Still, AMAZING stuff!


----------



## 241 (6 Jul 2006)

Ok so if you actually shell out the $20 a month or what ever it is do you see the most recent images available then??


----------



## Inspir (6 Jul 2006)

That's just creepy. I can see my house, my car, and my dog.


----------



## Inspir (6 Jul 2006)

Good quality


----------



## aesop081 (6 Jul 2006)

The hangar behind the CC-115 has been gone for months now.


----------



## Taylor187 (6 Jul 2006)

Google Earth is really nifty. Take a tour around russia.. Find something that is long, slender, black, perhaps a nuclear sub in dry dock near Roslyakovo. Crazy russians.

(If [ img ] is not allowed and or army.ca keeps all threads 56k friendly just let me know and I will direct link it)


----------



## Michael OLeary (6 Jul 2006)

Chinook parking - Fort Rucker

http://maps.google.ca/maps?f=q&hl=en&q=fort+rucker,+alabama&ie=UTF8&t=k&om=1&ll=31.319777,-85.673479&spn=0.004629,0.009731

427 Squadron (same scale)

MATERIAL
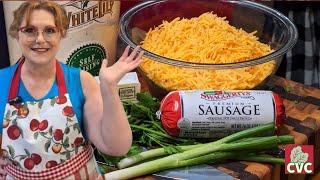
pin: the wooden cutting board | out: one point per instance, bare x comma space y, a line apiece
302, 105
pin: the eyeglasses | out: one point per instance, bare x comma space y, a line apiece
49, 33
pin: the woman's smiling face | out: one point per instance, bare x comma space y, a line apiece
40, 40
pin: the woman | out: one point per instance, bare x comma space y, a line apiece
51, 111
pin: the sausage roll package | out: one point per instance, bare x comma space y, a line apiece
215, 114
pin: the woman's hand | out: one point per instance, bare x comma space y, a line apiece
3, 173
112, 75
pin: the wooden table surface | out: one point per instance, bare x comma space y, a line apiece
302, 105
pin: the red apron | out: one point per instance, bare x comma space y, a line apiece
42, 139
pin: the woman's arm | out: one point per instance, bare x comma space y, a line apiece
104, 117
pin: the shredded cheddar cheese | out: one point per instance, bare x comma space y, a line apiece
204, 39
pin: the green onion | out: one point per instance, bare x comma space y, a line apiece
211, 152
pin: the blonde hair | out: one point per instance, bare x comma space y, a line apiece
26, 8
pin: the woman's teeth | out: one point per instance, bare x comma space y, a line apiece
40, 49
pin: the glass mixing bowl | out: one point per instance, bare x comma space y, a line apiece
165, 73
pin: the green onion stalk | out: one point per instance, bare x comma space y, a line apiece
216, 151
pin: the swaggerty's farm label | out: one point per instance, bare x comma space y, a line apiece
220, 113
91, 37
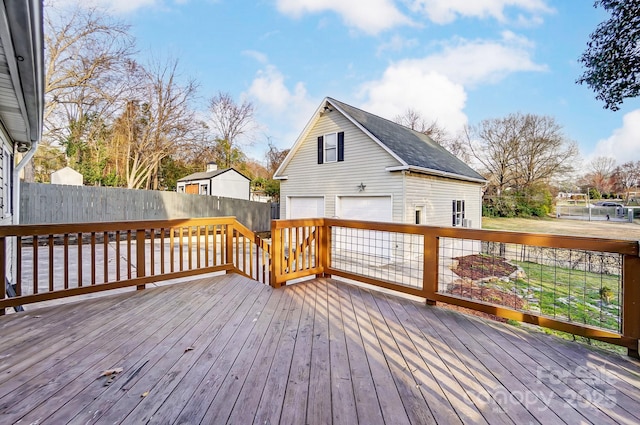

EXERCISE
Output the passage from the forum thread on satellite imagery, beginning at the words "## Taylor187 (6" and stopping after the words "OLeary (6 Jul 2006)".

SOLUTION TO THIS PROBLEM
## Taylor187 (6 Jul 2006)

Google Earth is really nifty. Take a tour around russia.. Find something that is long, slender, black, perhaps a nuclear sub in dry dock near Roslyakovo. Crazy russians.

(If [ img ] is not allowed and or army.ca keeps all threads 56k friendly just let me know and I will direct link it)


----------



## Michael OLeary (6 Jul 2006)